Texte à lire -
═══

Quiconque s’intéresse même de loin à l’architecture, que ce soit par le biais de consultations publiques ou de publications, n’aura pas pu échapper aux tics de langage, toc d’expressions et autres anglicismes en vogue depuis “Réinventer Paris”. La novlangue avait envahi les start-ups, elle est désormais omniprésente dans le langage des faiseurs de la ville. Pour le meilleur et, surtout, pour le pire ?
Il ne faut pas longtemps pour prendre de mauvaises habitudes, en témoigne le nouveau verbiage qui sévit chez les décideurs, aménageurs et promoteurs. L’initiative en revient comme souvent à la ville de Paris, appliquant sans sourciller à l’aménagement du territoire les recettes des communicants d’Anne Hidalgo. Et comme la banlieue n’attend que l’étalement de la ville pour l’annexer sans complexe, l’abordage se fera par les mots, sur le pont construit par les (ré)inventer tout ce qu’on voudra, tout ce qu’on pourra.
La politique lorgnant du côté des disruptives start-ups, cool hipsters et bienheureux bobos ayant inondé son territoire, il est bien normal que notre dame de Paris devienne bilingue. L’histoire ne dit pas si son adjoint à l’urbanisme, Jean-Louis Missika, rêve en novlangue. Pourtant, il pourrait prétendre à un score de 975/990 au TOEIC (Test of English for International Communication) ; chacune de ses interventions publiques annonce les nouvelles expressions, vides à souhait, qui feront les notes d’intention de demain. Dernière en date, ‘Faire la ville autrement’ aura été le mot d’ordre de la conférence de presse du 15 juin dernier pour le lancement des consultations du futur quartier Saint-Vincent-de-Paul.
La ville devrait se méfier pourtant. Déjà, en 2016, après Réinventer Paris1, un collectif d’architectes avait lancé «Réinventer pourris», un concours parodique et loufoque dont le but était entre autres d’alerter sur l’omniprésence du «greenwashing», élément de novlangue dont l’emploi est devenu obligatoire dans la présentation et la conception des projets.
Les locataires du Château Lobeau (l’adresse officielle de la Mairie de Paris est rue Lobeau ; c’est, à l’opposé du parvis, en quelque sorte l’entrée des artistes. Ndr) n’ont en réalité rien inventé mais, comme c’est dans les vieux pots qu’on fait les meilleures confitures, les petits-déjeuners sont certes plus gourmands mais les idées rapetissent comme Alice après avoir croqué sa tartine. Lewis Caroll n’étant pas fan de la critique politique, c’est George Orwell qui dans Essai sur la politique et la langue anglaise (1946) et, surtout 1984, définit la novlangue. Dans la dystopie d’Orwell, la novlangue, langue officielle de l’Océania, était destinée non à étendre mais à diminuer le domaine de la pensée, et la réduction au minimum du choix des mots aidait indirectement à atteindre ce but.

═══

Lignes du listing -
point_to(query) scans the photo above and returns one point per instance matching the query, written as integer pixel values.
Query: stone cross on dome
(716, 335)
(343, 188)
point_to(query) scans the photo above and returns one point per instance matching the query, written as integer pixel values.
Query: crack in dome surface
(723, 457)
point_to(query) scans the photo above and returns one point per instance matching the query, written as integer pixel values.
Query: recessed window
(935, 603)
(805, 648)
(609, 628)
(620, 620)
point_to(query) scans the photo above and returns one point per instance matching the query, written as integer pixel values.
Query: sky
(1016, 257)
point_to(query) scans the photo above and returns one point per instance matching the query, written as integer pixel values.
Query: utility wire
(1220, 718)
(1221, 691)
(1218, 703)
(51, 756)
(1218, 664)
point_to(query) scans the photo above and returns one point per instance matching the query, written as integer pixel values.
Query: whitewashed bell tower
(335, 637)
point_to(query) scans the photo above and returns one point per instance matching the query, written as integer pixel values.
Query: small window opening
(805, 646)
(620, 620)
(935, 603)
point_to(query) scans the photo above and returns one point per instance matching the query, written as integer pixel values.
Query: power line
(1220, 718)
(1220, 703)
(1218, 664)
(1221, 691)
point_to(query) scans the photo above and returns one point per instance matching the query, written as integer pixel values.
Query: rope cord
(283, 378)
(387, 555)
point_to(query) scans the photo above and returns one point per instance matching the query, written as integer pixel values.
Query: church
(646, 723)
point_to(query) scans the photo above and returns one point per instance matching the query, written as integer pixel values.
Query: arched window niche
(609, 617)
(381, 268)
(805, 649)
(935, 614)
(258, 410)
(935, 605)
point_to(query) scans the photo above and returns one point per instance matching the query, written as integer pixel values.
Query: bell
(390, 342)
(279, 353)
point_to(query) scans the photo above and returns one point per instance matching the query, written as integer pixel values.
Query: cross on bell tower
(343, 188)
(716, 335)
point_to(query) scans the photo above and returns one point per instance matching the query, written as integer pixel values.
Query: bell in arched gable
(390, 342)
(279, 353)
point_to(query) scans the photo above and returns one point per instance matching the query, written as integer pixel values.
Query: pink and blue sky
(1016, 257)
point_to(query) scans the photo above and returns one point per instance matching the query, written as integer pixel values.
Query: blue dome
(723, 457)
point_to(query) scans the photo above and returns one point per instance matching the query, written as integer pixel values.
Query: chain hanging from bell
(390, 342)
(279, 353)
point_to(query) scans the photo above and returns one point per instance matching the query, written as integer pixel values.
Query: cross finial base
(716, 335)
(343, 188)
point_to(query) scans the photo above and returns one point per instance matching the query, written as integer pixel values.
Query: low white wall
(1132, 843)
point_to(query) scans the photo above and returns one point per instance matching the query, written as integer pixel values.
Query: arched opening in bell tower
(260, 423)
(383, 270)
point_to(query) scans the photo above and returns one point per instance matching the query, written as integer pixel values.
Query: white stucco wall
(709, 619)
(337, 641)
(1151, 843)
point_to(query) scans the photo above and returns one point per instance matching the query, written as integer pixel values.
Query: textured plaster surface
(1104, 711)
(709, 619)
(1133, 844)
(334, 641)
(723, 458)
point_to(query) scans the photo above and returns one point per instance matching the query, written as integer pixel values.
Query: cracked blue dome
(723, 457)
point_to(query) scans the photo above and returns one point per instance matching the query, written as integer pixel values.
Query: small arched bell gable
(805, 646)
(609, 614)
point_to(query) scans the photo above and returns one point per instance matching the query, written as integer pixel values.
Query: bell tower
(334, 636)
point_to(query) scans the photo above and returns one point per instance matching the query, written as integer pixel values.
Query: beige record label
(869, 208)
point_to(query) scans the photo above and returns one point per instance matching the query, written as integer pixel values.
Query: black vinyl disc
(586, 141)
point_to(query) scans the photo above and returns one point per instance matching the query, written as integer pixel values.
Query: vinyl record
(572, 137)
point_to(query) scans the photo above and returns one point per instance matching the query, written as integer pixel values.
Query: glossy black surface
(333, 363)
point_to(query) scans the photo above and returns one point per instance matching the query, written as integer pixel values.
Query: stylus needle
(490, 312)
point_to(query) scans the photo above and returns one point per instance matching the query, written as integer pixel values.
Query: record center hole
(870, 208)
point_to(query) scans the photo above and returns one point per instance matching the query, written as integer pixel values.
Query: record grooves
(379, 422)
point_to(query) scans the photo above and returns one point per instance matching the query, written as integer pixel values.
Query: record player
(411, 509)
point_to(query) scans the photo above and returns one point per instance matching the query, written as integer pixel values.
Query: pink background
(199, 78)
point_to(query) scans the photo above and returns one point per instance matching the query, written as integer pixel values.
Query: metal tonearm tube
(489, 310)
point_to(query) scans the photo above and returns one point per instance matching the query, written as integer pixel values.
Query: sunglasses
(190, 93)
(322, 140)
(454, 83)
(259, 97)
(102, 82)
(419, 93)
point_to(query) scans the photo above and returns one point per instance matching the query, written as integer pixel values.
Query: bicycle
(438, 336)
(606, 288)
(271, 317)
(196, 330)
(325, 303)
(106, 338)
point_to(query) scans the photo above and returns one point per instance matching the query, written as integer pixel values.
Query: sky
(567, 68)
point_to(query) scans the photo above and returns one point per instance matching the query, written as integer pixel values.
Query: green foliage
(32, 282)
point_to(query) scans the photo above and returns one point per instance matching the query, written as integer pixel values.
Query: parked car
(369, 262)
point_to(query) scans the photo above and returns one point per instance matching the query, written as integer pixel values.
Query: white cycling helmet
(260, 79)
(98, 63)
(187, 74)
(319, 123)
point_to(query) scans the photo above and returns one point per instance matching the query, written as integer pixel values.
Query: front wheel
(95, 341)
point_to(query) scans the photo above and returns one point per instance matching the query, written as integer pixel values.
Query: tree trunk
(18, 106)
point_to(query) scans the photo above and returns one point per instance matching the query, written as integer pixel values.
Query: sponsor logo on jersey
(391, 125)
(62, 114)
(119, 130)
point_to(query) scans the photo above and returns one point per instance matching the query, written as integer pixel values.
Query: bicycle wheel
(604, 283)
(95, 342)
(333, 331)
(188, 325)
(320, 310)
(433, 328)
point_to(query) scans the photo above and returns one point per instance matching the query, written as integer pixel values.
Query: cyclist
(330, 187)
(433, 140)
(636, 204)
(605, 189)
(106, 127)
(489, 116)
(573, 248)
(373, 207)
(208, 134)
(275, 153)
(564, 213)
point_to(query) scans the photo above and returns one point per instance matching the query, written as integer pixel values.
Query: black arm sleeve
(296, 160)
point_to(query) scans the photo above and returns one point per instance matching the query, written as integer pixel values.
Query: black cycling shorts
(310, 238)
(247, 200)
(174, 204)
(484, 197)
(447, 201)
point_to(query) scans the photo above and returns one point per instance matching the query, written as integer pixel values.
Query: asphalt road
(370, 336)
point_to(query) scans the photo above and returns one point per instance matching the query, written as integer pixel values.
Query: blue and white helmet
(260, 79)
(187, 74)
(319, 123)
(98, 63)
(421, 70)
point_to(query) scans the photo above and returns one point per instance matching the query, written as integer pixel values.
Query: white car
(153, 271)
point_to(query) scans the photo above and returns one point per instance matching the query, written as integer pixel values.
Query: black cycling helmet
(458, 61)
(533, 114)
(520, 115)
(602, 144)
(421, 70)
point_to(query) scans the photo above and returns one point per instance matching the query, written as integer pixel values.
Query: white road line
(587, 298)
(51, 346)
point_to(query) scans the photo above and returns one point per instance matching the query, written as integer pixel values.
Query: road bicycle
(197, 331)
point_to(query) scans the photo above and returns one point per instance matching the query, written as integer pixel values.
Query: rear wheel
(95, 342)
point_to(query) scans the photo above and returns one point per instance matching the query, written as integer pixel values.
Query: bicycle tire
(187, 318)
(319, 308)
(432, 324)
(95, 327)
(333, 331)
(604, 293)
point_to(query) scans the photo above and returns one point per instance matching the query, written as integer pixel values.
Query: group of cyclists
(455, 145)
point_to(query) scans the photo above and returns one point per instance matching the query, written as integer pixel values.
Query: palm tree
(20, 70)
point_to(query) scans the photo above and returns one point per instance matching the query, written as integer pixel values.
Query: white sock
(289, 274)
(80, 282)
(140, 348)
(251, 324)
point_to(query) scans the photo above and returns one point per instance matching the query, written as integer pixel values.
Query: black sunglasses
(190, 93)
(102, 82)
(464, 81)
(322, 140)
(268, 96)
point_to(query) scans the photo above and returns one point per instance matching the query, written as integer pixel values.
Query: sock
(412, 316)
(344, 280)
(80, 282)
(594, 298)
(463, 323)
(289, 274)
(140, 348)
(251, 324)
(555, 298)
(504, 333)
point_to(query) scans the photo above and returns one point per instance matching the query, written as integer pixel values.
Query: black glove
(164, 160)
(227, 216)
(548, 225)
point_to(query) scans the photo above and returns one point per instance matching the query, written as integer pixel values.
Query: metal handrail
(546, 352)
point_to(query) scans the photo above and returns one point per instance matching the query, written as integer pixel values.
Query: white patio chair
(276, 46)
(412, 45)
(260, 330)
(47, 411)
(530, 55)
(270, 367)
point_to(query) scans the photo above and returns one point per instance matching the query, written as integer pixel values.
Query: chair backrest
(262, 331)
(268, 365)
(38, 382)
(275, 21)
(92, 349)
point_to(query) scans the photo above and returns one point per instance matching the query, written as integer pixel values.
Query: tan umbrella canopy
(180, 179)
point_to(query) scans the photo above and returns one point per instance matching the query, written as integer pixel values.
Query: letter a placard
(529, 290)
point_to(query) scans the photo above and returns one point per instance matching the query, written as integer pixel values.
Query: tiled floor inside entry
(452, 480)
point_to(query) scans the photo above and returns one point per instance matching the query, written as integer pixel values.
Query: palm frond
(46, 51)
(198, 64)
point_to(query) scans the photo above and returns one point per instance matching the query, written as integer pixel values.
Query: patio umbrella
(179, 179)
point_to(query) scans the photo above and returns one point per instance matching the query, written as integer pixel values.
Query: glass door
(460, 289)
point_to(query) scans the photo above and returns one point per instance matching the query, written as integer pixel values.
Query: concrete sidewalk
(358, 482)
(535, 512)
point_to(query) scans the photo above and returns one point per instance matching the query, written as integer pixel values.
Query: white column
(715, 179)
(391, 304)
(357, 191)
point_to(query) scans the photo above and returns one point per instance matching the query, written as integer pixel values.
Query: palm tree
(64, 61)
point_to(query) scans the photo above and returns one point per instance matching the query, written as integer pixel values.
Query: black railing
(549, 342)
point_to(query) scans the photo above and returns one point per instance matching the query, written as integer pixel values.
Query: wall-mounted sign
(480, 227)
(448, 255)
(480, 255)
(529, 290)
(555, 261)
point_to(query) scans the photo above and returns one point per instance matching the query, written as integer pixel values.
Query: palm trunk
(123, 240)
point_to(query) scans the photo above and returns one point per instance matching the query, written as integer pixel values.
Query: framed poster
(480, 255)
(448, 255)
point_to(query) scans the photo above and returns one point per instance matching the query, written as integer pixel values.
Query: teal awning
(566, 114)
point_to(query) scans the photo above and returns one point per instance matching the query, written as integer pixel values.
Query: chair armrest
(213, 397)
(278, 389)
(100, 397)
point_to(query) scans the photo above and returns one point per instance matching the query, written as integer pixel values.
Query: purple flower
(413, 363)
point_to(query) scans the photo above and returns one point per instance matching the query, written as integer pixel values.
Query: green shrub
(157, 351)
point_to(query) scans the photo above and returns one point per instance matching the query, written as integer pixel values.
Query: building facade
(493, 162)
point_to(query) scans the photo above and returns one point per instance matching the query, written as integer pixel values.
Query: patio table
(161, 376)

═══

Travail demandé -
(a) Dressez la liste de toutes les personnes réelles désignées par leur nom dans le texte sur la novlangue.
(b) Répondez aux questions suivantes d'après le texte sur la novlangue.
(i) À quel score au TOEIC Jean-Louis Missika pourrait-il prétendre ?
(ii) En quelle année un collectif d'architectes a-t-il lancé « Réinventer pourris » ?
(iii) Dans quelle rue se trouve l'adresse officielle de la Mairie de Paris ?
(c) Extrayez du texte sur la novlangue tout le passage qui va de « La politique lorgnant » jusqu'à « futur quartier Saint-Vincent-de-Paul. ».

Réponses attendues -
(a)
Anne Hidalgo
Jean-Louis Missika
Lewis Caroll
George Orwell

(b)
(i) 975/990
(ii) En 2016
(iii) Rue Lobeau

(c)
La politique lorgnant du côté des disruptives start-ups, cool hipsters et bienheureux bobos ayant inondé son territoire, il est bien normal que notre dame de Paris devienne bilingue. L’histoire ne dit pas si son adjoint à l’urbanisme, Jean-Louis Missika, rêve en novlangue. Pourtant, il pourrait prétendre à un score de 975/990 au TOEIC (Test of English for International Communication) ; chacune de ses interventions publiques annonce les nouvelles expressions, vides à souhait, qui feront les notes d’intention de demain. Dernière en date, ‘Faire la ville autrement’ aura été le mot d’ordre de la conférence de presse du 15 juin dernier pour le lancement des consultations du futur quartier Saint-Vincent-de-Paul.